__Passage provided__
------------------------------------------------------------------------
Catalog / Regex and Text Manipulation Cheat Sheet

Regex and Text Manipulation Cheat Sheet

A comprehensive cheat sheet covering regular expressions and text manipulation techniques. Learn how to effectively search, extract, and modify text using various tools and methods.

Regex Basics

Metacharacters

\

Escapes the next character.

^

Matches the beginning of the string or line.

$

Matches the end of the string or line.

.

Matches any single character except newline.

|

Alternation (OR operator).

()

Grouping and capturing.

[]

Character class (matches any character within the brackets).

{}

Quantifier (specifies how many occurrences to match).

*, +, ?

Quantifiers: * (0 or more), + (1 or more), ? (0 or 1).

Character Classes

\d

Matches any digit (0-9).

\D

Matches any non-digit character.

\w

Matches any word character (a-z, A-Z, 0-9, _).

\W

Matches any non-word character.

\s

Matches any whitespace character (space, tab, newline).

\S

Matches any non-whitespace character.

[abc]

Matches a, b, or c.

[^abc]

Matches any character except a, b, or c.

[a-z]

Matches any lowercase letter.

Quantifiers

*

Matches 0 or more occurrences.

+

Matches 1 or more occurrences.

?

Matches 0 or 1 occurrence.

{n}

Matches exactly n occurrences.

{n,}

Matches n or more occurrences.

{n,m}

Matches between n and m occurrences (inclusive).

Advanced Regex

Grouping and Capturing

()

Creates a capturing group. The matched text within the parentheses can be referenced later.

\1, \2, etc.

Backreferences to the captured groups. \1 refers to the first group, \2 to the second, and so on.

(?:pattern)

Non-capturing group. Groups the pattern but doesn’t capture the matched text.

Lookarounds

(?=pattern)

Positive lookahead. Matches if the pattern follows the current position, but doesn’t include the pattern in the match.

(?!pattern)

Negative lookahead. Matches if the pattern does not follow the current position.

(?<=pattern)

Positive lookbehind. Matches if the pattern precedes the current position, but doesn’t include the pattern in the match.

(?<!pattern)

Negative lookbehind. Matches if the pattern does not precede the current position.

Flags/Modifiers

i

Case-insensitive matching.

g

Global matching (find all matches instead of stopping after the first).

m

Multiline mode ( ^ and $ match the start and end of each line).

s

Dotall mode ( . matches any character, including newline).

Text Manipulation Tools

Common Tools

grep: A command-line tool for searching text using regular expressions.
sed: A stream editor for performing text transformations using regular expressions.
awk: A programming language designed for text processing and data extraction.

Grep Examples

grep 'pattern' file.txt - Searches for ‘pattern’ in file.txt.

grep -i 'pattern' file.txt - Case-insensitive search.

grep -r 'pattern' directory/ - Recursive search in a directory.

grep -v 'pattern' file.txt - Invert match (show lines that do NOT contain the pattern).

grep -E 'pattern1|pattern2' file.txt - Search for either pattern1 or pattern2 (extended regex).
------------------------------------------------------------------------
__Data excerpt__
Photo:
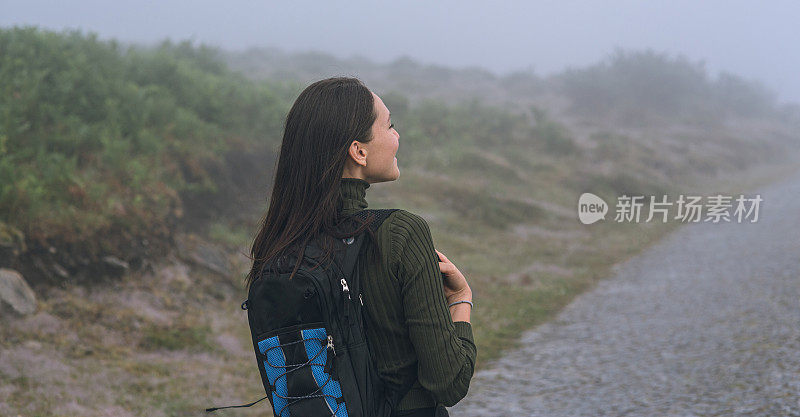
------------------------------------------------------------------------
Using the regex cheat sheet, explain how the positive lookahead (?=pattern) treats the pattern it checks for.

__Full output__
A positive lookahead matches only if the pattern follows the current position. The pattern itself is not included in the match.